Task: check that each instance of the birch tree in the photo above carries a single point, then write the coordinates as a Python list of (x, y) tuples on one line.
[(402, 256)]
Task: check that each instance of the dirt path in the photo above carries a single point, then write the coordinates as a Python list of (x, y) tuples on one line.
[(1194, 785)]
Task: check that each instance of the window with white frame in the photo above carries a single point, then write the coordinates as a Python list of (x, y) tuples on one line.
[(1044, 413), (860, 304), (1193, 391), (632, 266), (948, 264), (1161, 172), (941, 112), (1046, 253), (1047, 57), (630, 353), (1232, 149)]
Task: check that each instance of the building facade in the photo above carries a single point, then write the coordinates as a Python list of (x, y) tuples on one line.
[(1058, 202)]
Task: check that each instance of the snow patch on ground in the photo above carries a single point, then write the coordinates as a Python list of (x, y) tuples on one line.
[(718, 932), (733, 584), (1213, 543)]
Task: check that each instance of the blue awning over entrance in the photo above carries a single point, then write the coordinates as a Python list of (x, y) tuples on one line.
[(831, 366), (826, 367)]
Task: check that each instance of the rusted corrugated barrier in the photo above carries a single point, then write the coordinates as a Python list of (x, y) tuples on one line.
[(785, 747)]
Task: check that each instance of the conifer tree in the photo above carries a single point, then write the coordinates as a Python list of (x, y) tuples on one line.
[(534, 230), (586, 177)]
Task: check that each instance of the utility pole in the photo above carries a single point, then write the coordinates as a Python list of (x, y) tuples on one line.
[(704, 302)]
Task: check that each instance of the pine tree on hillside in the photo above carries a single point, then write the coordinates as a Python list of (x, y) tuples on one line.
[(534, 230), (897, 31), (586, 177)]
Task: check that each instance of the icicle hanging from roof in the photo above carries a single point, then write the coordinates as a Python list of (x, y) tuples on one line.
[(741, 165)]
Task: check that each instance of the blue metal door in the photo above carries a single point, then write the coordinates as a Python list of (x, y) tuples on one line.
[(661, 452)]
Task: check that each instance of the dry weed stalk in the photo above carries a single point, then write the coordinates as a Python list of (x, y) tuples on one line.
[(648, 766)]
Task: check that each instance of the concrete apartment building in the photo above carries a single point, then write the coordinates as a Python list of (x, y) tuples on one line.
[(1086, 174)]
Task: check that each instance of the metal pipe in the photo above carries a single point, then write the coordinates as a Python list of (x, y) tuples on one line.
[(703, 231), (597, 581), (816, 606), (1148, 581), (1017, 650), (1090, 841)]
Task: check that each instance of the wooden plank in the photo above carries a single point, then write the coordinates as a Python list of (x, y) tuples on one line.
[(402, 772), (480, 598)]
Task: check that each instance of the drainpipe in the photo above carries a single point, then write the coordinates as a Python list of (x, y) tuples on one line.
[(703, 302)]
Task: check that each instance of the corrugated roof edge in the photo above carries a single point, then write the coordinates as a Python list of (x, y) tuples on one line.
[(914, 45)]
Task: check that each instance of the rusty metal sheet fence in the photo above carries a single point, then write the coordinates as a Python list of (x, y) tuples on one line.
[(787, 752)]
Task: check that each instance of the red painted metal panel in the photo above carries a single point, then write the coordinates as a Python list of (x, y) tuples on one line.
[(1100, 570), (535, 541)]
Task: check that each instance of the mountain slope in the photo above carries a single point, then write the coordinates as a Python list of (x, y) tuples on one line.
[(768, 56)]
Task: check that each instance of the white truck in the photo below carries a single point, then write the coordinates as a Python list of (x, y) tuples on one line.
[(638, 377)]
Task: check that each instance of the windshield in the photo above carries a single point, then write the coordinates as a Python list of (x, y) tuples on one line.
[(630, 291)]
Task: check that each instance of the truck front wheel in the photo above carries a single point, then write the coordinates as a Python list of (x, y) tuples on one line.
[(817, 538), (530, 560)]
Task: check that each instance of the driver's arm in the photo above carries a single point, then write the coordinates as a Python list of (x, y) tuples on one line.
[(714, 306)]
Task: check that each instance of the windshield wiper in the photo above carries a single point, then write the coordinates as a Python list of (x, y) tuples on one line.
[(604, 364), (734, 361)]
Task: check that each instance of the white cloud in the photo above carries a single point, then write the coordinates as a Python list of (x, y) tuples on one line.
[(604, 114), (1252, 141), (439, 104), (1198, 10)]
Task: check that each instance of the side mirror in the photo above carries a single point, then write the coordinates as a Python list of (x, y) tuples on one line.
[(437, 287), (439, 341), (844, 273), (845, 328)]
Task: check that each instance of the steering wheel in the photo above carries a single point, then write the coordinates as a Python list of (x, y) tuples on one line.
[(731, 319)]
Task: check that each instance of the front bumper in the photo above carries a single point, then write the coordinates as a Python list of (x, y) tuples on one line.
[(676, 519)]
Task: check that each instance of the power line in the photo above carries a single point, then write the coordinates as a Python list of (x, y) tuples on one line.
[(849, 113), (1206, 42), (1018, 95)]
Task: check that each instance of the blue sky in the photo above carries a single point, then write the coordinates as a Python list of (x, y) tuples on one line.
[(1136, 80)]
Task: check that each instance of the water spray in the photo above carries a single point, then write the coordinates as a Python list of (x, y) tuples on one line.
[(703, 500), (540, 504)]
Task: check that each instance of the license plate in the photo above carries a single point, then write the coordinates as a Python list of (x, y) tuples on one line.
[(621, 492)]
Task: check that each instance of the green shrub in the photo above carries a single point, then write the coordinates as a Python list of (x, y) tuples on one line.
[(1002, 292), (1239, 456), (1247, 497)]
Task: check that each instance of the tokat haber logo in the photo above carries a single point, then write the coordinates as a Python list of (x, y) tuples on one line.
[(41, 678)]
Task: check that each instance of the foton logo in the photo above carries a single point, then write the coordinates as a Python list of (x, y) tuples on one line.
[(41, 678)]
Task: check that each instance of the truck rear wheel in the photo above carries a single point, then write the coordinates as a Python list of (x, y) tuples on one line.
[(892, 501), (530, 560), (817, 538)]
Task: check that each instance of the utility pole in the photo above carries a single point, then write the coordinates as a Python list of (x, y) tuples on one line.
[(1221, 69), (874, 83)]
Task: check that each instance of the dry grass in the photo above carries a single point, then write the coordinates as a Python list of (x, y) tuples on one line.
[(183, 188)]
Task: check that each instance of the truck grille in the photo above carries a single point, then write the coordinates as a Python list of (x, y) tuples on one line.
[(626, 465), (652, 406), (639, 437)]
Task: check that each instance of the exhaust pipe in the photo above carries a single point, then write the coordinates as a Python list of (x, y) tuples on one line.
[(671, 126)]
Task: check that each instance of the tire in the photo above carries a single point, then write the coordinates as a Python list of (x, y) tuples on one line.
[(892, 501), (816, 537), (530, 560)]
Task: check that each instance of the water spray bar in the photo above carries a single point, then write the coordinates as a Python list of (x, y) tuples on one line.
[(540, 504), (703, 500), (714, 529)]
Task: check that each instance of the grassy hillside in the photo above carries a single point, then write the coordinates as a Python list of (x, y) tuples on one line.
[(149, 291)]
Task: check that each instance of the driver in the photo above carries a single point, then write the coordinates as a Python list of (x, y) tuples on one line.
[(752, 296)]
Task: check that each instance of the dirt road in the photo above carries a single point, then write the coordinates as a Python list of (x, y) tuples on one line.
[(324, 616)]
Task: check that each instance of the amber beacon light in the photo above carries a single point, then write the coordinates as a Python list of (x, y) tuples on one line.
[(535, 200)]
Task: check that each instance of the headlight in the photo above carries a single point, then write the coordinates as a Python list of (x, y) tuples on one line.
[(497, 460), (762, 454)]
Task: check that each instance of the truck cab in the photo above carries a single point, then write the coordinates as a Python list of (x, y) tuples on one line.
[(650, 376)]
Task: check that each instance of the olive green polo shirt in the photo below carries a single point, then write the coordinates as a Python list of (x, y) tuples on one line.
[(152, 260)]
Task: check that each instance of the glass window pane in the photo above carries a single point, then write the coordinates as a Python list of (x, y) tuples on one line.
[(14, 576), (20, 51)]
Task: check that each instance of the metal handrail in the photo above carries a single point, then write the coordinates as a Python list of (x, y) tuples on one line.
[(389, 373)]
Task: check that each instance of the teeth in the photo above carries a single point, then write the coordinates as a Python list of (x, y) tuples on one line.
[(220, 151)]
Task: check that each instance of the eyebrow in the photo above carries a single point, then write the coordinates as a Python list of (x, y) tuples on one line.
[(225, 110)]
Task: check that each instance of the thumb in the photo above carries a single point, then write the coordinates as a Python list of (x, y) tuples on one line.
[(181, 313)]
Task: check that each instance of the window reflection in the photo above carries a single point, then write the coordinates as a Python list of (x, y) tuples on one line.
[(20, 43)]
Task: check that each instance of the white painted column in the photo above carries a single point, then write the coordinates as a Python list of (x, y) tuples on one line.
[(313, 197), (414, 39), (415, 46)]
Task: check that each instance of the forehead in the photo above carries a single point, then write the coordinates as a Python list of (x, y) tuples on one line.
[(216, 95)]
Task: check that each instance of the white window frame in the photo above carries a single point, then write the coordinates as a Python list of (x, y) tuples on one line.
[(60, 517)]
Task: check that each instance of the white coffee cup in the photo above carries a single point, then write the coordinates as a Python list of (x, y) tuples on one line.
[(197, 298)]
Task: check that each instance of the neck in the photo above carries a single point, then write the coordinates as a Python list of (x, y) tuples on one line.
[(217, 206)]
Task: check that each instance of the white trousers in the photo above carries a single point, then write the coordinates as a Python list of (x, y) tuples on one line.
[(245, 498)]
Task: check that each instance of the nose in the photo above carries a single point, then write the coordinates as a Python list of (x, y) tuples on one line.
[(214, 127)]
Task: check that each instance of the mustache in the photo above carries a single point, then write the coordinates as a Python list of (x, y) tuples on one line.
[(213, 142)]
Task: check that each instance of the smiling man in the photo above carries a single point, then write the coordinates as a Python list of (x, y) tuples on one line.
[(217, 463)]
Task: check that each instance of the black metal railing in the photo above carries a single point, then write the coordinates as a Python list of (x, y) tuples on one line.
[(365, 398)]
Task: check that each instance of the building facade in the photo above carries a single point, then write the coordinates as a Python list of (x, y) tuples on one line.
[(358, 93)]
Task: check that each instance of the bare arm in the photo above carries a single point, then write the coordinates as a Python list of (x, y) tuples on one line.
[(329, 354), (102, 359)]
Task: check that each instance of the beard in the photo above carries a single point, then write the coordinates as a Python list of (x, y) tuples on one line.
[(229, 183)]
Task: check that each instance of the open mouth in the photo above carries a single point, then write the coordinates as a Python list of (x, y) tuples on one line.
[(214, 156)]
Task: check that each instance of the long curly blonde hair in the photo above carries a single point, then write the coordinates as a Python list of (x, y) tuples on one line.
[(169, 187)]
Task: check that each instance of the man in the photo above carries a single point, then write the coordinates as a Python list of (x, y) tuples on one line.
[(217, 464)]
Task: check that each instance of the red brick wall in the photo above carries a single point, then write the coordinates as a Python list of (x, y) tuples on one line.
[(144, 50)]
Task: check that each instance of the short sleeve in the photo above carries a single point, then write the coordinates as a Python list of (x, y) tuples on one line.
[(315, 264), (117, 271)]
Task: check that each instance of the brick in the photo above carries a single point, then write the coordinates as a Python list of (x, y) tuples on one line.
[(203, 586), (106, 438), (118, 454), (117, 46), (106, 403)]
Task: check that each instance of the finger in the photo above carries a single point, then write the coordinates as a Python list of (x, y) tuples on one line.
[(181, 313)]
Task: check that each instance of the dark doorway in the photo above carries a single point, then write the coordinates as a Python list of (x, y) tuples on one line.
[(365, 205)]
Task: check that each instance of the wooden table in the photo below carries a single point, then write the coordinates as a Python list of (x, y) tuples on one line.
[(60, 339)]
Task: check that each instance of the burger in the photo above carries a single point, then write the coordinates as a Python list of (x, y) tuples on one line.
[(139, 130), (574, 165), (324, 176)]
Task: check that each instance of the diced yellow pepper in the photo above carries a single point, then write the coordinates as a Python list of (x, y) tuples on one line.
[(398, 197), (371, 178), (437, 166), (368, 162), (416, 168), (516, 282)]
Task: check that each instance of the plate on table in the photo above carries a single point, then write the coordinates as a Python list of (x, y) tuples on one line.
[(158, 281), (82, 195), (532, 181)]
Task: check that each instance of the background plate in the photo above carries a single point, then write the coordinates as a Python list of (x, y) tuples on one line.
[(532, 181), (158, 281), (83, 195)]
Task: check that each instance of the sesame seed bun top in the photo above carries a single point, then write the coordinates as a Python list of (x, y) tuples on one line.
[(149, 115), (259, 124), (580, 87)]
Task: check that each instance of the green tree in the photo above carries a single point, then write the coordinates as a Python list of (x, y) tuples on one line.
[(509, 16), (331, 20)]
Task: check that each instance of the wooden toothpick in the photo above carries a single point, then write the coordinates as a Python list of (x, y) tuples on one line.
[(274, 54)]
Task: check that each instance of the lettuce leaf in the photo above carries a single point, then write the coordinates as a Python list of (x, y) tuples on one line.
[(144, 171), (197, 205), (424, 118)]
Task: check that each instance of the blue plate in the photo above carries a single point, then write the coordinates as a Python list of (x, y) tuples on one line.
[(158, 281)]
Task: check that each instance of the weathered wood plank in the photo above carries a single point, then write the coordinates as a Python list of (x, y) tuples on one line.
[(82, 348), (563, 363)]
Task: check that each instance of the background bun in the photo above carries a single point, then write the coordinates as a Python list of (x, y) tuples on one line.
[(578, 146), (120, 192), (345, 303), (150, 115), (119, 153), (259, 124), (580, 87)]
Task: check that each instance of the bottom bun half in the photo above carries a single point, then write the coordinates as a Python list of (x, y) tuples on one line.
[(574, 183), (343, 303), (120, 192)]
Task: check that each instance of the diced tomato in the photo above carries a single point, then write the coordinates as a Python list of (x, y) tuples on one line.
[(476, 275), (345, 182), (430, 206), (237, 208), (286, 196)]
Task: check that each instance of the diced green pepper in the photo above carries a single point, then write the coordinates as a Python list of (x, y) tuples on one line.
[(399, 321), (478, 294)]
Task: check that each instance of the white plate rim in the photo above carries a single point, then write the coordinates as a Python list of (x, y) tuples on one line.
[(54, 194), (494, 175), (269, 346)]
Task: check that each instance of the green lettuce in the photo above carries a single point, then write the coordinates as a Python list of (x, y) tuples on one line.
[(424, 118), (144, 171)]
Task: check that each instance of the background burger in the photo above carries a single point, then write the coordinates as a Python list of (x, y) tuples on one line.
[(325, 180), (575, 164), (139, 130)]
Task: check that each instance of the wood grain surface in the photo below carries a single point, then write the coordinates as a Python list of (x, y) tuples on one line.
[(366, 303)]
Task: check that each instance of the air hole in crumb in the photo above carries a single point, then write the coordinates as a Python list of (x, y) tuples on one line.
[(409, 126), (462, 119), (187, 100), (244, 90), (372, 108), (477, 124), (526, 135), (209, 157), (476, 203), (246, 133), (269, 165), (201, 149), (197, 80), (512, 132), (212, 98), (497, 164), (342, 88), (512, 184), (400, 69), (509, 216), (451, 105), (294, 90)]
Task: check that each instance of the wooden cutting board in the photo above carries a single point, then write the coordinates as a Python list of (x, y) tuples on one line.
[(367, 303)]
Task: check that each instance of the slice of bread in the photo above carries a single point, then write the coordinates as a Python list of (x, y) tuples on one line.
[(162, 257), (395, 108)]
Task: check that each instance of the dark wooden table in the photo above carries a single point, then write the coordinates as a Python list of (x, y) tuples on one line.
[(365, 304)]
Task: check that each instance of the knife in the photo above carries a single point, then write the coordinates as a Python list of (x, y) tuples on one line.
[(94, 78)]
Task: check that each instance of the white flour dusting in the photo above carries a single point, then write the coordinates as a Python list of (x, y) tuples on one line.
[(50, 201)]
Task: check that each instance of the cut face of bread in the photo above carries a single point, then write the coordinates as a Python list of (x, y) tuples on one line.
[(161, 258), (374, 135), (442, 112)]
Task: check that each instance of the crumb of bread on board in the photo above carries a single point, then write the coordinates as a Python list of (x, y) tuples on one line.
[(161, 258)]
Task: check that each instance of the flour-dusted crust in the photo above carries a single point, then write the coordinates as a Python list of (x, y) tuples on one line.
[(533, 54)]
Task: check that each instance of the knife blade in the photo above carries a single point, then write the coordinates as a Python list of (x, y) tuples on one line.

=====

Work item: Please restate, exactly as written, the line that holds "Task: check that each instance of the dark wooden" and all remaining lines of the data above, and only those.

Output of the task:
Task: check that each instance of the dark wooden table in the photo above carries a single point, then write the coordinates as a Python list of (x, y) tuples on one line.
[(365, 304)]
Task: check that each instance of the knife in the photo above carries a single point, then write the coordinates as a Python list of (x, y) tuples on one line.
[(94, 78)]
Task: check that each instance of the white flour dusting in the photo above carries a single point, then write the coordinates as a Python list of (x, y) tuples on one line.
[(50, 201)]
Task: check that each instance of the cut face of bread in the photo above carries a single point, then write the coordinates as a Python list of (x, y) tuples on one line.
[(161, 258), (374, 135), (442, 112)]
Task: check that each instance of the crumb of bread on board in the photo above carries a single point, then write the coordinates as a Python list of (x, y) tuples on one line.
[(161, 258)]
Task: check that each instance of the flour-dusted crust in the photo above carries a single point, then write the coordinates as a Python list of (x, y) tuples on one line.
[(533, 54)]
Task: check that each instance of the knife blade in the photo above carries a single point, then write the coordinates as a Python list of (x, y) tuples on one line.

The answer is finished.